Recopiez fidèlement le passage de l'extrait sur l'épidémie à Mayotte qui commence à « Alors que La » et se termine à « à vivre ensemble. ».

■ **EXTRAIT**:
◆ ◆ ◆ ◆ ◆

Que l’épidémie continue sa progression rapide ou qu’elle soit endiguée, l’État devra de toute façon prendre une décision dans les tout prochains jours sur la poursuite du confinement. Les mesures de fermeture des commerces non essentiels et les restrictions de circulation ont été prolongées jusqu’au 18 mai. Ce jeudi 14 mai, une réunion interministérielle statuera sur une éventuelle prolongation de ces mesures au-delà du 18 mai ou bien décidera d’un allégement progressif. La réouverture des écoles est un enjeu énorme. Lorsque les établissements scolaires sont ouverts, une part substantielle des enfants ne mange qu’une fois par jour, à l’école.
La jeunesse de la population mahoraise est d’ailleurs le seul point positif dans ce tableau épidémique bien sombre : seulement 4 % de ses habitants ont plus de 60 ans. La pyramide des âges et la faible répartition des personnes à risque laisse donc un peu d’espoir. À titre de comparaison, la population française dans son ensemble compte en son sein plus de 24 % de personnes de plus de 60 ans.
Une seule chose est certaine : c’est bien avec l’aide de l’autre département français de l’océan Indien, La Réunion, que sera gérée cette crise sanitaire mahoraise. Hors épidémie de Covid-19, les évacuations sanitaires de Mayotte vers La Réunion sont monnaie courante. Cette fois, elles ont lieu grâce à des vols spéciaux, un « pont aérien » mis en place par l’État. « Les patients dont le pronostic vital ou fonctionnel est engagé sont naturellement prioritaires [pour une évacuation vers La Réunion – ndlr], quel que soit leur statut virologique, écrit la préfecture de Mayotte. Des “évasans” [évacuations sanitaires – ndlr] de patients Covid + en vue d’une hospitalisation, d’une réadaptation respiratoire ou de soins de suite, en l’absence d’établissement spécialisé à Mayotte, sont également programmées. » En poussant les murs au maximum, l’hôpital de Mamoudzou pourrait parvenir à un total de vingt-six lits de réanimation.
Alors que La Réunion est en vert sur la carte épidémiologique régulièrement mise à jour par le gouvernement, Mayotte est rouge et paraît devoir rester dans cette situation encore un certain temps. Si la situation s’aggrave, il est aussi à craindre que les transferts de patients d’un département à l’autre génèrent des tensions sociales, entre deux îles dont les populations se connaissent bien tout en ayant parfois des difficultés à vivre ensemble.
Les deux DOM sont confrontés – bien qu’à des degrés différents, Mayotte étant beaucoup plus touché que La Réunion – à une épidémie de dengue [2], une maladie virale transmise par un moustique. La dengue est mortelle, « elle brouille les pistes sur le plan statistique », s’inquiète Jamel Mekkaoui, le directeur régional de l’Insee. « Comme partout en France, nous avons des données à propos de la surmortalité par rapport à l’année dernière mais il est très difficile de dire si cette surmortalité (30 % par rapport à 2019) est due à la dengue ou au Covid-19. Deux épidémies en même temps, c’est très compliqué, surtout que les facteurs de comorbidité sont importants. »

◆ ◆ ◆ ◆ ◆

■ **DONNÉES SOURCES**:
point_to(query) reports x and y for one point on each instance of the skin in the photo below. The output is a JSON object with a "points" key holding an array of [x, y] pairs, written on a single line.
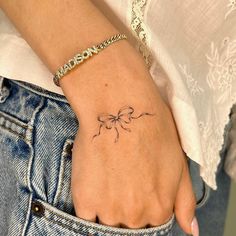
{"points": [[141, 179]]}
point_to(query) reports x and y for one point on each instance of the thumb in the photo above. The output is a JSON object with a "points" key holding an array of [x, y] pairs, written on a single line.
{"points": [[185, 204]]}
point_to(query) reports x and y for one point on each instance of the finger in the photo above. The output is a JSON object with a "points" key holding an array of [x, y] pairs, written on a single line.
{"points": [[185, 204]]}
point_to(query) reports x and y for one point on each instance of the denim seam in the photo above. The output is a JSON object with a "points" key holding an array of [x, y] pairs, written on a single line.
{"points": [[26, 225], [205, 197], [40, 91], [62, 172], [17, 123], [166, 227], [13, 132]]}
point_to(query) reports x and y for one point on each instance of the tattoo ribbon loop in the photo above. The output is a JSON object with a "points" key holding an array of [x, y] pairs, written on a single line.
{"points": [[124, 116]]}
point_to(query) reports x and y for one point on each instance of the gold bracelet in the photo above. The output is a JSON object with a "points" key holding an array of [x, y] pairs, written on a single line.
{"points": [[80, 57]]}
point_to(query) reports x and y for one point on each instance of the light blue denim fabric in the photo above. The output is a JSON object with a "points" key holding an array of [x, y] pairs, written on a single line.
{"points": [[37, 129]]}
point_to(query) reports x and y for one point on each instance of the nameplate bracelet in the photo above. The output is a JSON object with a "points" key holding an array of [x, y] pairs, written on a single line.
{"points": [[80, 57]]}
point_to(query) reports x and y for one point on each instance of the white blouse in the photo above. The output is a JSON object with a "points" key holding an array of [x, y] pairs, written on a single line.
{"points": [[189, 47]]}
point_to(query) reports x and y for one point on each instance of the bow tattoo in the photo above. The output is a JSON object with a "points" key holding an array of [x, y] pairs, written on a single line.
{"points": [[124, 117]]}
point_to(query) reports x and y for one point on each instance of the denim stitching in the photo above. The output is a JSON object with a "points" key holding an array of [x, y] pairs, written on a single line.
{"points": [[109, 231], [165, 227], [62, 172], [41, 91]]}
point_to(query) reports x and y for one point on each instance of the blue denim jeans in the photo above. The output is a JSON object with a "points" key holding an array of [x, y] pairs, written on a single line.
{"points": [[37, 129]]}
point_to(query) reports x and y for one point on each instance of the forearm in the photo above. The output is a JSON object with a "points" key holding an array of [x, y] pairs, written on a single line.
{"points": [[57, 29]]}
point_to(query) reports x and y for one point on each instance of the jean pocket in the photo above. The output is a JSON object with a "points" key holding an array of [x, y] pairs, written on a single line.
{"points": [[48, 220]]}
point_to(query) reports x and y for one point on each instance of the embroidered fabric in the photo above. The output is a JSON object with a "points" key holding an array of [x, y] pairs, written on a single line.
{"points": [[140, 30], [218, 86]]}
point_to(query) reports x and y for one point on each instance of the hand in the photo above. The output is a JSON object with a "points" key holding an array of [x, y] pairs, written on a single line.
{"points": [[128, 168]]}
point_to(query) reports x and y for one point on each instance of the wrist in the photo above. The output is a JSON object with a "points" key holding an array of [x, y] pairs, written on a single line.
{"points": [[98, 78]]}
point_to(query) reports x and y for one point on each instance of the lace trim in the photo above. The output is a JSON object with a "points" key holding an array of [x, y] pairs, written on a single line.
{"points": [[232, 7], [220, 81], [140, 30]]}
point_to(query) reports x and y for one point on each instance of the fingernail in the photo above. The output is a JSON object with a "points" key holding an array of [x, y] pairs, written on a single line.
{"points": [[194, 227]]}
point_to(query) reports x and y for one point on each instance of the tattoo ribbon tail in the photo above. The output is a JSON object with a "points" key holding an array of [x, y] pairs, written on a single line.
{"points": [[142, 114], [117, 135], [99, 132]]}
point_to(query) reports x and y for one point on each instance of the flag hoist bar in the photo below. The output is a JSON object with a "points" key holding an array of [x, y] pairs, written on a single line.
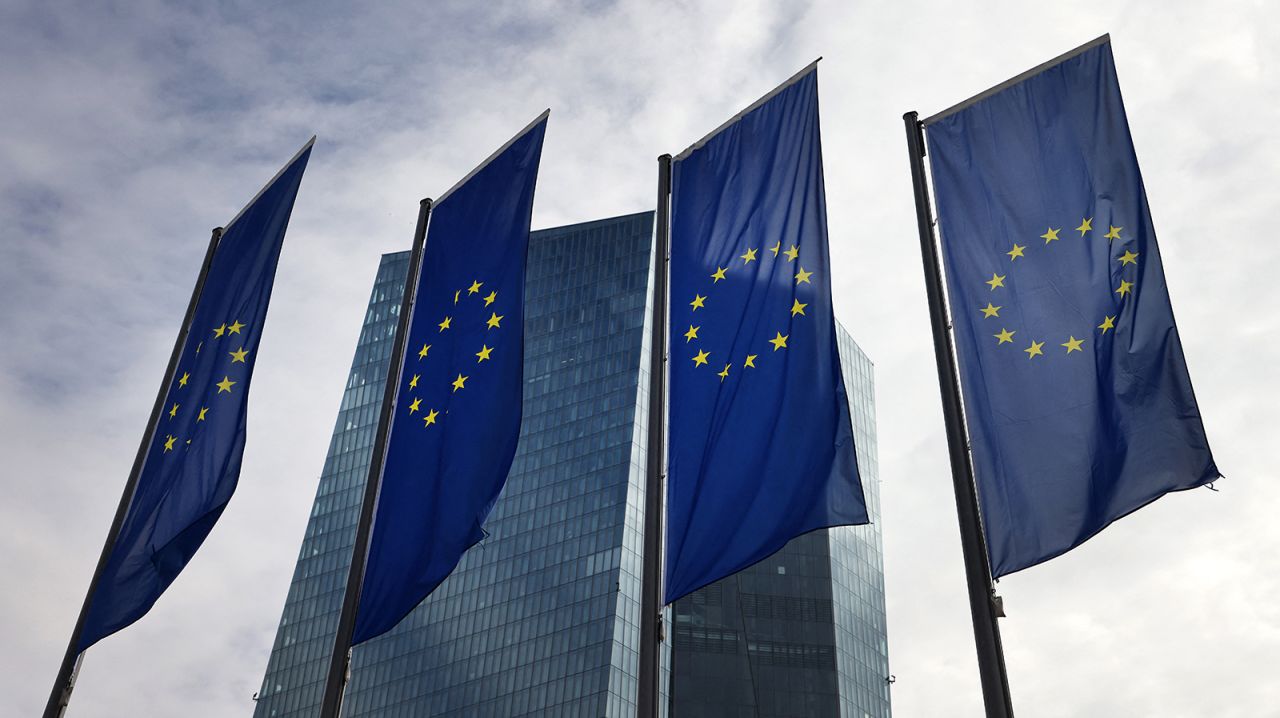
{"points": [[973, 545]]}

◆ ◆ ◆ ◆ ◆

■ **RÉPONSE**:
Alors que La Réunion est en vert sur la carte épidémiologique régulièrement mise à jour par le gouvernement, Mayotte est rouge et paraît devoir rester dans cette situation encore un certain temps. Si la situation s’aggrave, il est aussi à craindre que les transferts de patients d’un département à l’autre génèrent des tensions sociales, entre deux îles dont les populations se connaissent bien tout en ayant parfois des difficultés à vivre ensemble.